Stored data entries
⁂
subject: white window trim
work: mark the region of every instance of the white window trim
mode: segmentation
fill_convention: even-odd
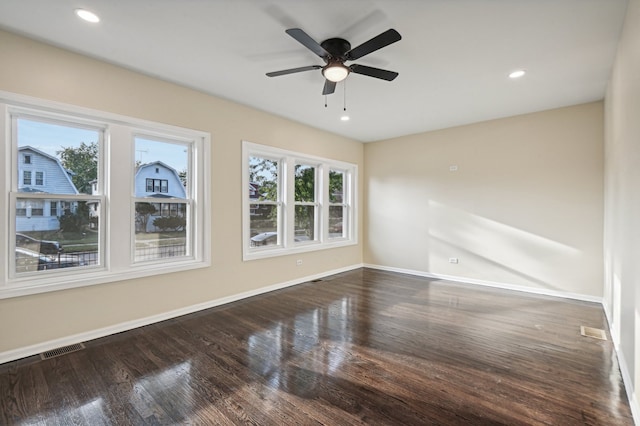
[[[10,276],[15,265],[15,250],[13,233],[15,232],[15,198],[20,194],[12,194],[15,189],[15,176],[9,173],[0,174],[0,188],[4,191],[4,200],[9,204],[0,208],[0,260],[3,262],[0,270],[0,299],[18,297],[29,294],[44,293],[69,288],[84,287],[114,281],[130,280],[135,278],[153,276],[158,274],[186,271],[208,267],[211,264],[211,231],[210,231],[210,161],[211,161],[211,135],[207,132],[191,130],[147,120],[136,119],[118,114],[83,108],[64,103],[38,99],[30,96],[0,91],[0,135],[5,140],[5,149],[0,149],[0,163],[5,170],[11,170],[12,175],[20,169],[16,147],[11,141],[11,114],[24,113],[37,118],[50,118],[53,120],[70,121],[73,123],[86,123],[91,127],[103,126],[107,129],[105,140],[100,147],[100,156],[105,162],[98,171],[98,179],[102,180],[101,193],[94,196],[83,195],[81,198],[100,201],[100,217],[103,221],[104,238],[100,241],[100,250],[103,254],[103,262],[97,267],[71,268],[65,270],[51,270],[46,274],[20,274],[19,277]],[[116,194],[116,188],[132,188],[130,184],[133,178],[133,164],[135,152],[133,135],[144,133],[146,135],[164,135],[172,140],[188,140],[193,149],[191,166],[193,176],[201,176],[202,179],[192,179],[190,191],[194,195],[194,208],[199,214],[192,222],[190,234],[192,250],[190,256],[180,257],[175,262],[139,262],[132,263],[129,248],[119,248],[130,244],[115,241],[132,241],[133,235],[128,231],[132,222],[133,192],[121,191]],[[127,137],[131,144],[131,150],[110,150],[109,144],[113,137]],[[131,167],[121,167],[110,172],[110,164],[131,164]],[[125,171],[126,170],[126,171]],[[22,178],[20,176],[20,178]],[[32,176],[34,179],[34,176]],[[113,191],[113,193],[111,193]],[[11,194],[7,196],[7,194]],[[73,199],[73,195],[62,197]],[[102,219],[104,218],[104,219]],[[117,230],[117,231],[116,231]],[[123,230],[125,230],[123,232]],[[123,235],[126,234],[126,235]],[[189,241],[188,241],[189,243]],[[119,245],[118,245],[119,244]],[[116,248],[118,247],[118,248]],[[124,254],[122,252],[125,252]],[[13,263],[12,262],[13,259]]]
[[[280,224],[282,231],[279,244],[265,247],[250,246],[250,205],[256,204],[249,199],[249,157],[257,156],[273,160],[281,159],[278,205],[282,209]],[[294,230],[294,167],[295,164],[313,165],[316,167],[316,229],[317,238],[314,241],[295,242]],[[344,204],[347,205],[347,232],[341,238],[329,238],[328,206],[329,203],[329,170],[340,170],[345,173]],[[316,250],[332,249],[358,244],[357,200],[358,200],[358,166],[344,161],[331,160],[299,152],[260,145],[248,141],[242,142],[242,247],[243,261],[265,259],[276,256],[286,256],[296,253]],[[284,195],[283,195],[284,193]],[[327,206],[327,207],[325,207]]]
[[[345,200],[349,200],[350,199],[350,194],[349,194],[349,191],[350,191],[350,188],[351,188],[350,179],[354,178],[349,173],[349,170],[344,170],[344,169],[339,168],[339,167],[330,167],[330,168],[327,169],[325,182],[329,182],[329,174],[331,173],[331,171],[342,173],[342,203],[332,203],[331,202],[331,194],[329,194],[329,199],[327,200],[327,214],[323,218],[323,220],[324,220],[323,226],[325,227],[325,229],[327,229],[327,231],[329,230],[329,209],[331,207],[342,207],[343,209],[347,208],[347,214],[349,214],[349,210],[350,210],[349,209],[349,205],[347,204],[347,202]],[[328,238],[331,241],[343,239],[343,238],[345,238],[344,237],[344,232],[343,232],[343,236],[342,237],[333,237],[333,238],[328,237]]]
[[[294,158],[289,156],[288,158]],[[290,241],[290,243],[293,243],[293,245],[295,246],[304,246],[304,245],[312,245],[312,244],[320,244],[322,241],[322,229],[323,228],[323,224],[320,223],[321,220],[320,218],[323,217],[322,212],[321,212],[321,207],[322,207],[322,201],[323,201],[323,183],[324,180],[322,179],[322,170],[324,165],[323,163],[317,163],[316,161],[306,161],[306,160],[301,160],[300,155],[296,154],[295,156],[295,161],[293,163],[293,177],[291,179],[291,182],[293,183],[293,186],[291,188],[287,188],[291,191],[292,193],[292,201],[290,203],[292,210],[290,211],[290,218],[292,219],[291,222],[295,222],[295,208],[297,206],[313,206],[314,207],[314,219],[313,219],[313,235],[314,235],[314,239],[313,240],[309,240],[309,241],[295,241],[296,235],[295,235],[295,229],[293,230],[293,235],[291,235],[291,238],[293,238],[293,241]],[[309,166],[309,167],[313,167],[313,174],[314,174],[314,194],[313,194],[313,199],[314,201],[296,201],[295,200],[295,167],[296,166]],[[328,202],[328,200],[327,200]],[[289,213],[289,212],[287,212]],[[265,249],[268,250],[268,247],[265,247]]]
⁂
* Exercise prompt *
The line with "mode: segmentation" marks the end; reproduce exactly every line from the start of the entries up to it, that line included.

* Solved problem *
subject: white window trim
work: mark the region of every instance of the white window trim
mode: segmentation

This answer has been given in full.